Schriftliche Aufgabe 1:
Woraus bestand laut dem Textauszug über die Hungerzeit gewöhnlich eine Hauptmahlzeit?

So verging Monat um Monat. Wir hatten inzwischen gelernt, wie man den Hunger überlisten könnte.  Gewöhnlich bestand bei uns eine Hauptmahlzeit aus einer Kartoffel pro Kopf und weiter nichts. Bis etwa zum 18. Juni 1941. An diesem Tag gab es plötzlich (ohne Reklame) ein riesengroßes Angebot von fast allen wichtigsten Lebensmitteln in allen Läden. Was war es für ein Tag! Es gab dafür keine amtliche Erklärung, aber auch keinen Widerruf des Gesetzes Nje palagaietzja. Es gab Landsleute, die genug Rubel hatten. Also wiederum erlebte der Rubel seine große Kaufkraft, jedoch das Angebot an Lebensmitteln war diesmal riesig größer als der persönliche Bedarf des befreiten Volkes.

Schriftliche Aufgabe 2:
Wähle aus den Datensätzen jede Zeile aus, die das Wort „light“ enthält.

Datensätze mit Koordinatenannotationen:
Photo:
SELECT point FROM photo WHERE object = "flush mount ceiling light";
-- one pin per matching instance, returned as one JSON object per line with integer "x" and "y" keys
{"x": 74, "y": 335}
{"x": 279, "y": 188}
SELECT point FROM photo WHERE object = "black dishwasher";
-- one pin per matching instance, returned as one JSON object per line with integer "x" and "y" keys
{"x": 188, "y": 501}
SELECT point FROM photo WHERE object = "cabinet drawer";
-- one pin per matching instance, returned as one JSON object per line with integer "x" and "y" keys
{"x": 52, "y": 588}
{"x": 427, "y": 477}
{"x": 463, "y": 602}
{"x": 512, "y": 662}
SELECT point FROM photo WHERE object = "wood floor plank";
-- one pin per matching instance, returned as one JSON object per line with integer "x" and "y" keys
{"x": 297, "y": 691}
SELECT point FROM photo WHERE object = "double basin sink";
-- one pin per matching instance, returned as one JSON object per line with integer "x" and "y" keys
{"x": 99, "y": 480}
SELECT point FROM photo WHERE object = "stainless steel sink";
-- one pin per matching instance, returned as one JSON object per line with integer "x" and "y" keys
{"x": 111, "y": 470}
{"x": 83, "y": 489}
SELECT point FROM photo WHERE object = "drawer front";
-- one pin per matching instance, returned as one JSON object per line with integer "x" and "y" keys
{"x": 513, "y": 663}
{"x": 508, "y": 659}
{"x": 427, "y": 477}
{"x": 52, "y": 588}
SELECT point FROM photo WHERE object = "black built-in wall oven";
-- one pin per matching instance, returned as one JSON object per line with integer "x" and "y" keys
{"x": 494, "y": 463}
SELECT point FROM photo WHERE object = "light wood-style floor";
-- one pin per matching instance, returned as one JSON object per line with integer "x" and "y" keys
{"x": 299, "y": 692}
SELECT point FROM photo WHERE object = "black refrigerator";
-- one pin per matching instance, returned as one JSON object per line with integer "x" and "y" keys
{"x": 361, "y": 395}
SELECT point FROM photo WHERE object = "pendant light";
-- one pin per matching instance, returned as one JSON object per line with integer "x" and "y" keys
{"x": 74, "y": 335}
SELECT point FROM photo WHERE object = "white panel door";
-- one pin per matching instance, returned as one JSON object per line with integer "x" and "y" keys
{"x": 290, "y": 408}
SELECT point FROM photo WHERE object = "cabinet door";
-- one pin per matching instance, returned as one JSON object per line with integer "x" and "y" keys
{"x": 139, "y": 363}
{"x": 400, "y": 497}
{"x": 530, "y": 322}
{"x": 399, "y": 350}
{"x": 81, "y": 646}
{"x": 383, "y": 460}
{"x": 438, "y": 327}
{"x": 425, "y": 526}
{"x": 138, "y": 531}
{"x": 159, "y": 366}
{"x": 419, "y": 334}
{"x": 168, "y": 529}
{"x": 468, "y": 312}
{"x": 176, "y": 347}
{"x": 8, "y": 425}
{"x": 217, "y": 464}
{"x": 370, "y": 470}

Lösung der Aufgabe 1:
Aus einer Kartoffel pro Kopf und weiter nichts.

Lösung der Aufgabe 2:
SELECT point FROM photo WHERE object = "flush mount ceiling light";
SELECT point FROM photo WHERE object = "light wood-style floor";
SELECT point FROM photo WHERE object = "pendant light";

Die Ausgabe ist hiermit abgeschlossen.